• _Aim 1_: Locate each line in the listing that contains the string "tent", and copy those lines.

• _Source document_:
On the other hand, there are some different problems to be solved not only in technical area but also in operational aspect for using UAVs in such non-normal environment. Low temperature environment causes several problems such as deterioration of battery performance and structural fragileness of some materials used in UAVs. Wind speed in Antarctica changes depending on the area and season, but strong wind blows most of the time in some area, and it makes difficult to operate UAVs especially in takeoff and landing. Logistics is another issue which cannot be bypassed because there is always limit for the amount of goods which can be carried for the operation and it is almost impossible to supply necessary parts or goods immediately as required especially in Antarctica.
In this chapter, details of the UAVs developed and operational results and experiences and lessons learned from the experiences are described.
2 Development of the UAVs
Major missions required for the UAV are aerial geomagnetic survey, meteorological survey, and ground observation for various purposes. These missions require different capabilities of the UAV. In order to perform aerial geomagnetic survey, it is required to fly at relatively low speed and relatively low constant altitude over wide area while the weight of the measurement apparatus is not so heavy (<1 kg). For meteorological survey, ample excess power is required in order to climb up to high altitude of interest. It could be also required to fly over wide area depending on the scale of the meteorological phenomena, and some of the measurement apparatuses such as an optical particle counter and an aerosol sampler tend to be relatively heavy (2–3 kg in total). For ground observation, major payload is a digital camera or movie camera, and its weight is <1 kg, but some anti-vibration equipment is necessary for taking clear images or movies. From these considerations, it is thought to be difficult to meet all these requirements at once by one vehicle, and two types (three models) of UAVs have been developed or under development depending on the mission.

• _Aim 2_: List the major missions that the passage on UAV development names for the UAV.

• _Task inputs_:
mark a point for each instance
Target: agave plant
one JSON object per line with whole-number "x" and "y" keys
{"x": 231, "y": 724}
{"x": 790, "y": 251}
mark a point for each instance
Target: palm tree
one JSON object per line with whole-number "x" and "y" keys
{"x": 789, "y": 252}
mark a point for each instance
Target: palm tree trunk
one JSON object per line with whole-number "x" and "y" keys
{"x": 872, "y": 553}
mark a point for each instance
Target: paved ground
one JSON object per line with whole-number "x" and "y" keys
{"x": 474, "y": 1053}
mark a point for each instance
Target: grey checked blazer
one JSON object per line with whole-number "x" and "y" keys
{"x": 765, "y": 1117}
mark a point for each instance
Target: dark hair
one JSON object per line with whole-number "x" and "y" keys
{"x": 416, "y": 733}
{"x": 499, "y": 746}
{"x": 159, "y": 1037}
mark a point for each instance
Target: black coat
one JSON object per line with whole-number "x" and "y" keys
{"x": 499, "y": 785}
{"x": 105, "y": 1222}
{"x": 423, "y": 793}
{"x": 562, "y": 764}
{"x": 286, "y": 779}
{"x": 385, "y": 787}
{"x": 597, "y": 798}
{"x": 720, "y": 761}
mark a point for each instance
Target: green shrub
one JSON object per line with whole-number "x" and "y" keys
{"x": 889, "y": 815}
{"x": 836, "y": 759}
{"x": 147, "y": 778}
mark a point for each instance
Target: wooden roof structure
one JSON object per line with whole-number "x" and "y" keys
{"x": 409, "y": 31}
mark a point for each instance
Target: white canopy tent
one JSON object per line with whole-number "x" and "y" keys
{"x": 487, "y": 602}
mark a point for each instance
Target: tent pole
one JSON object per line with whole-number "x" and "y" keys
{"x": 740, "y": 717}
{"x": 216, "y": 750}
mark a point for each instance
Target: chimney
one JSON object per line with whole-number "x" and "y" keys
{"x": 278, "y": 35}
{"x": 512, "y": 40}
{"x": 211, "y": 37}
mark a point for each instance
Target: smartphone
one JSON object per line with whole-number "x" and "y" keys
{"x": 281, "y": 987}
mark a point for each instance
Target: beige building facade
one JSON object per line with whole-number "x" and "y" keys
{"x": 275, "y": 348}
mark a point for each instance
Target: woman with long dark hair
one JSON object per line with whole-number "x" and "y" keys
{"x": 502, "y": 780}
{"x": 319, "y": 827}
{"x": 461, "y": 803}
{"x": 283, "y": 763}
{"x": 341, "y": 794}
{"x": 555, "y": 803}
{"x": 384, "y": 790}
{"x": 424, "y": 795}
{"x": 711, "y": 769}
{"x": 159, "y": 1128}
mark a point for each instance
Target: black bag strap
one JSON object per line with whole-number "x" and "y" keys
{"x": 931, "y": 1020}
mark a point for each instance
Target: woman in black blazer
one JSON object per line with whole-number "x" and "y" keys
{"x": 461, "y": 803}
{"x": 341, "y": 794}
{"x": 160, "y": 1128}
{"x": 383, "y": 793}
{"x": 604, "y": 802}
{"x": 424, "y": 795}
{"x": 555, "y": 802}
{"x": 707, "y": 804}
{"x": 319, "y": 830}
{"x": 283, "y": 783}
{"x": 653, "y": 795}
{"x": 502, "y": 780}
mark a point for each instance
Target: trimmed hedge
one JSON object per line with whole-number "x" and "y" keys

• _Exercise answer 1_:
Target: white canopy tent
Target: tent pole

• _Exercise answer 2_:
- Aerial geomagnetic survey
- Meteorological survey
- Ground observation